#### Angezeigter Text
Es wird vom Sinn des Lebens gesprochen, was doch aussagt, daß das Leben einen Sinn haben muß. Jedenfalls sucht jeder danach, und ich denke, daß auch jeder den Sinn des Lebens für sich entdeckt hat; viele allerdings wohl nur so lange, wie alles entsprechend den damit verbundenen Wunschvorstellungen verläuft. Geht etwas schief, hadert derjenige mit dem Schicksal, und wenn es arg kommt, geht er soweit, seinen Sinn des Lebens als verfehlt anzusehen, was sich dann ausdrückt in: Das Leben hat doch keinen Sinn.

#### Zeilen

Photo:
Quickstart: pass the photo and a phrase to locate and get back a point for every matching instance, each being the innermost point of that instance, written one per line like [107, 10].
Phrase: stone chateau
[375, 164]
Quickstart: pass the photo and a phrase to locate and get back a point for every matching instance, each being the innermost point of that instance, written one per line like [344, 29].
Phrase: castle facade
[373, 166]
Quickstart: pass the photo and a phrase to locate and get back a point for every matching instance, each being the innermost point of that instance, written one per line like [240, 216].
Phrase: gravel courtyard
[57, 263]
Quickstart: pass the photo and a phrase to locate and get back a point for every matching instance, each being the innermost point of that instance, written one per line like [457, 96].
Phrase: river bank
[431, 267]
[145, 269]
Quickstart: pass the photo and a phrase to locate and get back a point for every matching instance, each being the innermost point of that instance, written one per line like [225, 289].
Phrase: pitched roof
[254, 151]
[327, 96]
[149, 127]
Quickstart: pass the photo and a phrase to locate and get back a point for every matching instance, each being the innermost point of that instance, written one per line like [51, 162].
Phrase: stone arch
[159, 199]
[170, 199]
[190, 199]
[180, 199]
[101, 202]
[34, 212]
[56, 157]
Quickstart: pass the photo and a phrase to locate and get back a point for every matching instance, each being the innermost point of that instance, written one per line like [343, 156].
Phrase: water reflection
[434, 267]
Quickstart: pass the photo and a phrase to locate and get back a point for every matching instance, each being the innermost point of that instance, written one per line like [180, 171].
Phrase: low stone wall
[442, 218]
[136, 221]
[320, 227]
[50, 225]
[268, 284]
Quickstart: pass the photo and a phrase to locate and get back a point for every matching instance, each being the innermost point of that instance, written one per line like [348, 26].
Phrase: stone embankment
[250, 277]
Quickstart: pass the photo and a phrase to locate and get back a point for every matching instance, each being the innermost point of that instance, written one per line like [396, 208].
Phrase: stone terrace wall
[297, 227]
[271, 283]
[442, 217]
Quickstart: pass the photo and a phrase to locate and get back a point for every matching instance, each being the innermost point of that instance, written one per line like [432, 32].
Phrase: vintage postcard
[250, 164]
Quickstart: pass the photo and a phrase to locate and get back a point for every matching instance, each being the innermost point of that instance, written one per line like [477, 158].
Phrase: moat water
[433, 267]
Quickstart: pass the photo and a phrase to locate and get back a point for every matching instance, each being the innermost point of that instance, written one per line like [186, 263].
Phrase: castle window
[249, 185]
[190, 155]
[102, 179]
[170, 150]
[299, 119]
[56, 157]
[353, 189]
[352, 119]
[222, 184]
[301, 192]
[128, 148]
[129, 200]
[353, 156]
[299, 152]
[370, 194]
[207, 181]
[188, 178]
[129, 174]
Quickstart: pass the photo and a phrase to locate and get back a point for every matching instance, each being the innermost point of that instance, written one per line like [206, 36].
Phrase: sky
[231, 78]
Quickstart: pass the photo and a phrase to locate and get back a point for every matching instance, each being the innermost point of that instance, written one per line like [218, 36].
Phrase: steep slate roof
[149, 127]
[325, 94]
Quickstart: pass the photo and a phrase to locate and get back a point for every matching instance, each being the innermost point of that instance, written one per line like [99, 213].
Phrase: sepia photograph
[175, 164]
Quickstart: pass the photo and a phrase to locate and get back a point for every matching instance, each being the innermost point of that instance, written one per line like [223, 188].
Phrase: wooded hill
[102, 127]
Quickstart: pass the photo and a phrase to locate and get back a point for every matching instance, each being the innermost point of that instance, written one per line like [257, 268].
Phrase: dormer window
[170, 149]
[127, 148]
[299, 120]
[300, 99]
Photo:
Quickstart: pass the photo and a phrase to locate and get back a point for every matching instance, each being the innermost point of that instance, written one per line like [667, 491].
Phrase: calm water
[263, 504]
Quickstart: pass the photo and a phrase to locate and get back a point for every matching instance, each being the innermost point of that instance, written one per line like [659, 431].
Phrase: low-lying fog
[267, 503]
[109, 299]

#### Aufgabe
Womit hadert laut dem Text über den Sinn des Lebens derjenige, bei dem etwas schiefgeht?

#### Lösung
Mit dem Schicksal.